▶ **SOURCE EXTRACT**:
- Opening Delimiter -
In 1899, a Danish biology teacher named Chris Morton became curious about the movements of starlings. He captured some birds in his backyard and attached bands to their legs along with instructions for contacting him if any of the creatures were later found. The practice of bird banding has expanded dramatically since then. Today, there are roughly 6,000 licensed banders in the United States and Canada alone. More than 60 million birds have been banded in North America, representing almost all of the continent's hundreds of species. The technique, which has transformed our knowledge of avian migration, has one significant drawback: Only about two percent of banded birds are caught later on.
- Closing Delimiter -
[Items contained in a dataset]
- Opening Delimiter -
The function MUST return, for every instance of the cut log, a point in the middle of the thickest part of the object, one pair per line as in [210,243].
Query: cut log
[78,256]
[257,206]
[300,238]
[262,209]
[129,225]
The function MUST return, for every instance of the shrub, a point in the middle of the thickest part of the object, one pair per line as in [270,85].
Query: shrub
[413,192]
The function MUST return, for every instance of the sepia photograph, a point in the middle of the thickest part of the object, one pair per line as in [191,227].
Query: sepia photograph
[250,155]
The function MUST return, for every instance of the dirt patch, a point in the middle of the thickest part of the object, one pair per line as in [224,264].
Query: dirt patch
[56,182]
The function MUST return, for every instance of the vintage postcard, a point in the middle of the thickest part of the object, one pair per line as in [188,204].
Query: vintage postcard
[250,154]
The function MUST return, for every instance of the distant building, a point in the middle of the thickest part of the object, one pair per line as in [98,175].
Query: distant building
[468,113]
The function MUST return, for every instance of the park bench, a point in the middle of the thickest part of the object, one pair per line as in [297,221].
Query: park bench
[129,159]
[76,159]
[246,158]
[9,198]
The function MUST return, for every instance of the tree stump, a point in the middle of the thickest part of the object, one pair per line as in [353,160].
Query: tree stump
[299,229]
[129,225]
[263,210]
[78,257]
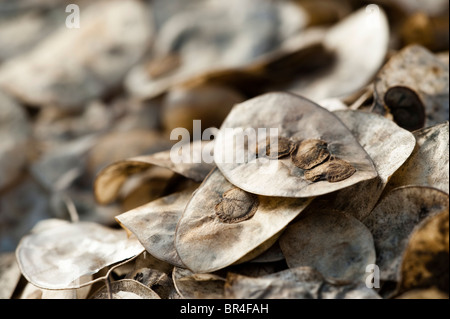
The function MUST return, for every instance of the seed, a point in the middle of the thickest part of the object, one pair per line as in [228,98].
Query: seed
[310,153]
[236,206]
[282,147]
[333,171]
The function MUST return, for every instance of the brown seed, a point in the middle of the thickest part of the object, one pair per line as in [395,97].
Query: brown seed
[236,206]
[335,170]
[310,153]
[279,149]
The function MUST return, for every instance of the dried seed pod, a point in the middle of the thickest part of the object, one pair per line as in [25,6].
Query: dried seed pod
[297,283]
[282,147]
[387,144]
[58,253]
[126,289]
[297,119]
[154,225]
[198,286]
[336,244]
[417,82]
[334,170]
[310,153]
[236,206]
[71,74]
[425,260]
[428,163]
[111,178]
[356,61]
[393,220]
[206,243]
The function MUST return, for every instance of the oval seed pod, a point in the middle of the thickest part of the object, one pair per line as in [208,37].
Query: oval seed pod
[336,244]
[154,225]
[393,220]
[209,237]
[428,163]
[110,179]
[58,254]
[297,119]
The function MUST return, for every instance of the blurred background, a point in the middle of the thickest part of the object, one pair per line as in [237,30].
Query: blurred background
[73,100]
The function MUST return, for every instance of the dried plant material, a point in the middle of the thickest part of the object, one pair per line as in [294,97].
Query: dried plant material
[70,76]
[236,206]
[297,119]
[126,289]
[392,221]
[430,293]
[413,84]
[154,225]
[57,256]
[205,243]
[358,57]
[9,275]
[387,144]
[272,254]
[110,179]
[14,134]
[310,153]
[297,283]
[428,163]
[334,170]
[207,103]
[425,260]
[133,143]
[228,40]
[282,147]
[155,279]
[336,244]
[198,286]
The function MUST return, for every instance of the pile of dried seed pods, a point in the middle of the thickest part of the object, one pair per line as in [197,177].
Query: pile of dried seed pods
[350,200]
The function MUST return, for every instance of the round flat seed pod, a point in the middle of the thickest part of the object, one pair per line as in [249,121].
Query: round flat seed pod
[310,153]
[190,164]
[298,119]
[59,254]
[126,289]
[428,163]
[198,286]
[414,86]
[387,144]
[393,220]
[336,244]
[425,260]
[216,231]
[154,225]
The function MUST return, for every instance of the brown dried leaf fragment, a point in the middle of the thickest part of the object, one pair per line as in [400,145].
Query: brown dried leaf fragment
- Closing Delimiter -
▶ **ACTIONS TO TAKE**:
1) Repeat the bird banding passage word for word, starting with "In 1899, a Danish" and going on through "caught later on.".
2) Pick up the passage on bird banding after its final sentence and carry it on.
The items are material separate from the passage on bird banding.

▶ **RESPONSE LIST**:
1)
In 1899, a Danish biology teacher named Chris Morton became curious about the movements of starlings. He captured some birds in his backyard and attached bands to their legs along with instructions for contacting him if any of the creatures were later found. The practice of bird banding has expanded dramatically since then. Today, there are roughly 6,000 licensed banders in the United States and Canada alone. More than 60 million birds have been banded in North America, representing almost all of the continent's hundreds of species. The technique, which has transformed our knowledge of avian migration, has one significant drawback: Only about two percent of banded birds are caught later on.

2)
For this and other reasons, investigators have developed a variety of sophisticated methods for studying the travel habits of migratory animals. Radar, for example, has yielded great insights on bird movements since World War II, when British radar systems recorded the passage of unidentified targets subsequently shown to be birds. Today, doppler radar technology provides relatively inexpensive estimates of the number of birds flying over large areas, their flight speed, altitude, and direction. Radar is useful for tracking bird migration since most birds travel at night when turbulence is lowest, some flying more than 20,000 feet above the ground. The technology has also become an important conservation tool for identifying critical stopover and roosting areas.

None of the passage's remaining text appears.